(Items from a dataset)
************

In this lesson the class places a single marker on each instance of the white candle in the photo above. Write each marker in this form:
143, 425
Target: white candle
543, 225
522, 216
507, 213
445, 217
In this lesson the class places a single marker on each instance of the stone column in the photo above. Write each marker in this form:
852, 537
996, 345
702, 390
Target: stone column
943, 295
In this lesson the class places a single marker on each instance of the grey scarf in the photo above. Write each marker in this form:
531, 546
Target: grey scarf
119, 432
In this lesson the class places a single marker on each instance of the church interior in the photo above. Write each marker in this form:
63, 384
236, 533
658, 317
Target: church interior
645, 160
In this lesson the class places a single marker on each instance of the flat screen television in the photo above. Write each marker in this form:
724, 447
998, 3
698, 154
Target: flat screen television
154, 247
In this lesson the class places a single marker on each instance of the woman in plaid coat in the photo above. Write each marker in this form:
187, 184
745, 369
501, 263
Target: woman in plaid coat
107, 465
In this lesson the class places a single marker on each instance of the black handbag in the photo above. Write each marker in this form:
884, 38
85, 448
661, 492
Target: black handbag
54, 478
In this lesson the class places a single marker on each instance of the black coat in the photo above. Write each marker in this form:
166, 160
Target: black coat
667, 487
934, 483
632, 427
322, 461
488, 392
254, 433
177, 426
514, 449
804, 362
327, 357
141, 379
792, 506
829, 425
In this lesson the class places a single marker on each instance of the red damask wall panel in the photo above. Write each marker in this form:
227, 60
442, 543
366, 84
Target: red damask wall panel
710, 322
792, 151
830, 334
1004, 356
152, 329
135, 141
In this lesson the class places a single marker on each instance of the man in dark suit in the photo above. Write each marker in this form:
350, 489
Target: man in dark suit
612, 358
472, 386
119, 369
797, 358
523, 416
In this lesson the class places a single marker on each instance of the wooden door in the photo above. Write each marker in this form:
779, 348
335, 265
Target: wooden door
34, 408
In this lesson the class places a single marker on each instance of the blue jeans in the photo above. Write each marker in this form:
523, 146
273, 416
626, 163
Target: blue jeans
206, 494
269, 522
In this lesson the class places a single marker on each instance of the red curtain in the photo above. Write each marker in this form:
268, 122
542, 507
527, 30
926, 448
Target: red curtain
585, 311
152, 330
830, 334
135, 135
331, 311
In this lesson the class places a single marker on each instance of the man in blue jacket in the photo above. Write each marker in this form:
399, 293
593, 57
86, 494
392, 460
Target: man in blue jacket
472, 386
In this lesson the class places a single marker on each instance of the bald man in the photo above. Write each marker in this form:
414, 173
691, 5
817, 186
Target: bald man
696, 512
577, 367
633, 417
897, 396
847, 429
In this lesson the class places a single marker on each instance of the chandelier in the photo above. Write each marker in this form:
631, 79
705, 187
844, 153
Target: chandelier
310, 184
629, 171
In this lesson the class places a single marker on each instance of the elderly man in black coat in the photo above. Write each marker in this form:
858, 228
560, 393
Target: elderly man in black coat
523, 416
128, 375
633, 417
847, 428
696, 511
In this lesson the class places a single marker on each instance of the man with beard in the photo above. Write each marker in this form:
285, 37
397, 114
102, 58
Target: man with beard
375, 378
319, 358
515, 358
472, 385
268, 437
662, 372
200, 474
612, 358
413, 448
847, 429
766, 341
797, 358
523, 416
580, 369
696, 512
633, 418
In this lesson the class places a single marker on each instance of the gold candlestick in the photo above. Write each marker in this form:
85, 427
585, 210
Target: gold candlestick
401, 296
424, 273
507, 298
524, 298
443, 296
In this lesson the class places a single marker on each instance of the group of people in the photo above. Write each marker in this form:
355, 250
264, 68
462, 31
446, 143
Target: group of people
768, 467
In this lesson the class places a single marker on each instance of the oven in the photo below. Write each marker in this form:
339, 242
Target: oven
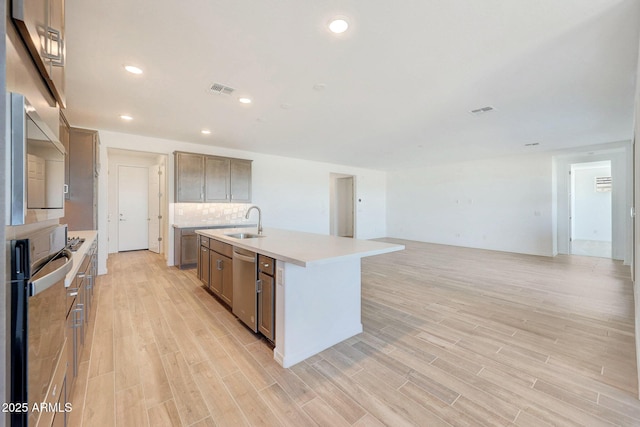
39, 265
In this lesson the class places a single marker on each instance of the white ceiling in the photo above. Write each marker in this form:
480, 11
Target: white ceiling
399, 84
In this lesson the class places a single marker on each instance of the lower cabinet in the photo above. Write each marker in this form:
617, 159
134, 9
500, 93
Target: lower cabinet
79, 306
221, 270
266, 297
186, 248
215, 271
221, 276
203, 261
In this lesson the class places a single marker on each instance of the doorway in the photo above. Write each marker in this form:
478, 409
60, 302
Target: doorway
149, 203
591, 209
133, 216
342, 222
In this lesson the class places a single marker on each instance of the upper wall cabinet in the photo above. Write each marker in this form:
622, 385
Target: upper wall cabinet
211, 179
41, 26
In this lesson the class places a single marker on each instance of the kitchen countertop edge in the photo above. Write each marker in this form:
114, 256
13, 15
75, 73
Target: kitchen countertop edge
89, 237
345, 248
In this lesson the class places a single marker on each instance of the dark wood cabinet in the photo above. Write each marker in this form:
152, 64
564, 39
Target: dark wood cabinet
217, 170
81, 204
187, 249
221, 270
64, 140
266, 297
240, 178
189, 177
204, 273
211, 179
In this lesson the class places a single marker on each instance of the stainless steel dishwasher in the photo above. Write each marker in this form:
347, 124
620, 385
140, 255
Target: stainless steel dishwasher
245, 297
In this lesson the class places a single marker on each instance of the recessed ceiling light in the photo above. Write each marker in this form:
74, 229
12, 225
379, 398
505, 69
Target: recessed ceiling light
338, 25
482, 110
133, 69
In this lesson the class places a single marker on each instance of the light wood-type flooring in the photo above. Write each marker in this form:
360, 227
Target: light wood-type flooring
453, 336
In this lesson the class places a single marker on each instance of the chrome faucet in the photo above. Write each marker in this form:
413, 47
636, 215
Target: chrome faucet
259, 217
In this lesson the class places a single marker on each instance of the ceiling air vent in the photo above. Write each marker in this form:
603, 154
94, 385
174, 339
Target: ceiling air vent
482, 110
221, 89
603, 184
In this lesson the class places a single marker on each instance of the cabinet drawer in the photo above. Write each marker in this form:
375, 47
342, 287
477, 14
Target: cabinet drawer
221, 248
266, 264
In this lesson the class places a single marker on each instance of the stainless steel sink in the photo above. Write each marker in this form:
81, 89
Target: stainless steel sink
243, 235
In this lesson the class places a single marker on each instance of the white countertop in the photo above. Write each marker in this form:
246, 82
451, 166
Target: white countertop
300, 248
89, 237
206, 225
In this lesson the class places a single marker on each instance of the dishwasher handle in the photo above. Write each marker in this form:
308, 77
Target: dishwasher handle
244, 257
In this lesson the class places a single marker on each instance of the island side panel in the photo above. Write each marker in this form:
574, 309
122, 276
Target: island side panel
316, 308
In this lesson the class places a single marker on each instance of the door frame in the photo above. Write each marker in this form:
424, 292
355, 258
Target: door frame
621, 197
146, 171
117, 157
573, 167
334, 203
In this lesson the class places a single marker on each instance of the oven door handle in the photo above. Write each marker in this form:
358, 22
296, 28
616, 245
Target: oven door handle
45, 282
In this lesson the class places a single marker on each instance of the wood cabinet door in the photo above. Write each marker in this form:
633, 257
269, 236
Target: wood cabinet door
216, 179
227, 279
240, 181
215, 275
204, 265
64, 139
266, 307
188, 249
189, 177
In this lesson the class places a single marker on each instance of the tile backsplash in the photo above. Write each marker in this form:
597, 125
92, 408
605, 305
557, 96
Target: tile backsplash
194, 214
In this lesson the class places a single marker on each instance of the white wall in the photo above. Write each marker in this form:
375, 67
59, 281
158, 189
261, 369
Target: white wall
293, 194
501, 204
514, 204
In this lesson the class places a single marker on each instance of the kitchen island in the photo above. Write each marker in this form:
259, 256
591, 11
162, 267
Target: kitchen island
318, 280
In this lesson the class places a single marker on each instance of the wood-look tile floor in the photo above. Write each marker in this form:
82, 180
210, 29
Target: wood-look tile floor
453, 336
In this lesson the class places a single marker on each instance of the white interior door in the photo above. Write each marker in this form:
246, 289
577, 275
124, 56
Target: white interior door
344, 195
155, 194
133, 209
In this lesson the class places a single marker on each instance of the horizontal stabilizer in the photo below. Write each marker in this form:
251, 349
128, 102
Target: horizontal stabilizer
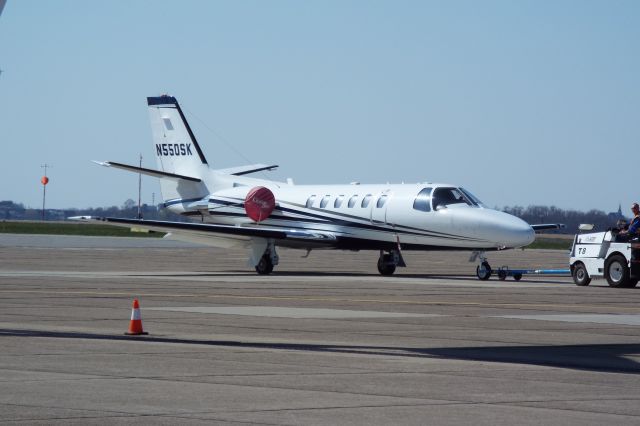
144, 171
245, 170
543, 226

************

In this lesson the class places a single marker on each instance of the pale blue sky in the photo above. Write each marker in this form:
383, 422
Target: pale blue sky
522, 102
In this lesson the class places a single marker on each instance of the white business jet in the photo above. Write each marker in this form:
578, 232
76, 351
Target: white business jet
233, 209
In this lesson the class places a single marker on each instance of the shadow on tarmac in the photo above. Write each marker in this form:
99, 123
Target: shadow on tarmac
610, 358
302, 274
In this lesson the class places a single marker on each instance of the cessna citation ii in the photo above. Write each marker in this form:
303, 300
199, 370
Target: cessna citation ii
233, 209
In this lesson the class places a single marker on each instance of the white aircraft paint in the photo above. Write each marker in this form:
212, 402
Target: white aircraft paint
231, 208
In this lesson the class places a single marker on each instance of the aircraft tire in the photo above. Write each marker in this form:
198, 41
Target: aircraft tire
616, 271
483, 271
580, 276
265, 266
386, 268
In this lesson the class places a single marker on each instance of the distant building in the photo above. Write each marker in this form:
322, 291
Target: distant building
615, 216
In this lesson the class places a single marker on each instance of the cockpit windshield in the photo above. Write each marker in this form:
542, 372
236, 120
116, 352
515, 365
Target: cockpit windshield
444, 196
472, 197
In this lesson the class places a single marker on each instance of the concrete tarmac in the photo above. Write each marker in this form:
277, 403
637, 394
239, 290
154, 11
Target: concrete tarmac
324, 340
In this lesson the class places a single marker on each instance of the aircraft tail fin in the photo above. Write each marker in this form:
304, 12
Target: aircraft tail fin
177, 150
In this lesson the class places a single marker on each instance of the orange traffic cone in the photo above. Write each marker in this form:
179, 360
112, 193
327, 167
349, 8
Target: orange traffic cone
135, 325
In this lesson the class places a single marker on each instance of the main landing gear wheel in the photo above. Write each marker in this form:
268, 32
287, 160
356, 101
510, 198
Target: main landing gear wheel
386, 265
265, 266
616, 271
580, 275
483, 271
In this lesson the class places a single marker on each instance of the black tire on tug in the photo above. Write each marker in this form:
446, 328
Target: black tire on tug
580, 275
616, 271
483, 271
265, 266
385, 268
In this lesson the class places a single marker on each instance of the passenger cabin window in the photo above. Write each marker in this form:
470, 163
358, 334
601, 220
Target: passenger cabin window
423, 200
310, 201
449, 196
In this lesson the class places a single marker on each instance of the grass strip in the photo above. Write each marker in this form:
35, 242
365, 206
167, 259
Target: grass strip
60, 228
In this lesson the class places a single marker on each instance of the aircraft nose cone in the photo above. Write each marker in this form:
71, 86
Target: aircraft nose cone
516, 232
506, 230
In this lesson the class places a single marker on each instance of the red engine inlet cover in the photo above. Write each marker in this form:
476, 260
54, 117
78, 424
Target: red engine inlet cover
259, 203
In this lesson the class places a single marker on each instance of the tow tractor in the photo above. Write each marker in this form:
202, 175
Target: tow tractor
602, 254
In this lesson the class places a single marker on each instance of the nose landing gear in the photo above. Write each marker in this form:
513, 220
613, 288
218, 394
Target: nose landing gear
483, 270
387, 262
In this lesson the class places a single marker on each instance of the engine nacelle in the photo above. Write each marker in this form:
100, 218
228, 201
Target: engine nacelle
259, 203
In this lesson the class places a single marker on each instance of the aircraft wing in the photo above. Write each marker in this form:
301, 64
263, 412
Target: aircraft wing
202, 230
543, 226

************

WHAT THE TASK REQUIRES:
Some of the data mentions "below". Copy every line where it does.

TASK SOLUTION:
In this lesson the class places a single marker on each instance of the oven in the photo below. Write each marker in this form:
In this lesson the class places a single marker on each instance of the horizontal stabilizer in the photo below. Write each marker in this form:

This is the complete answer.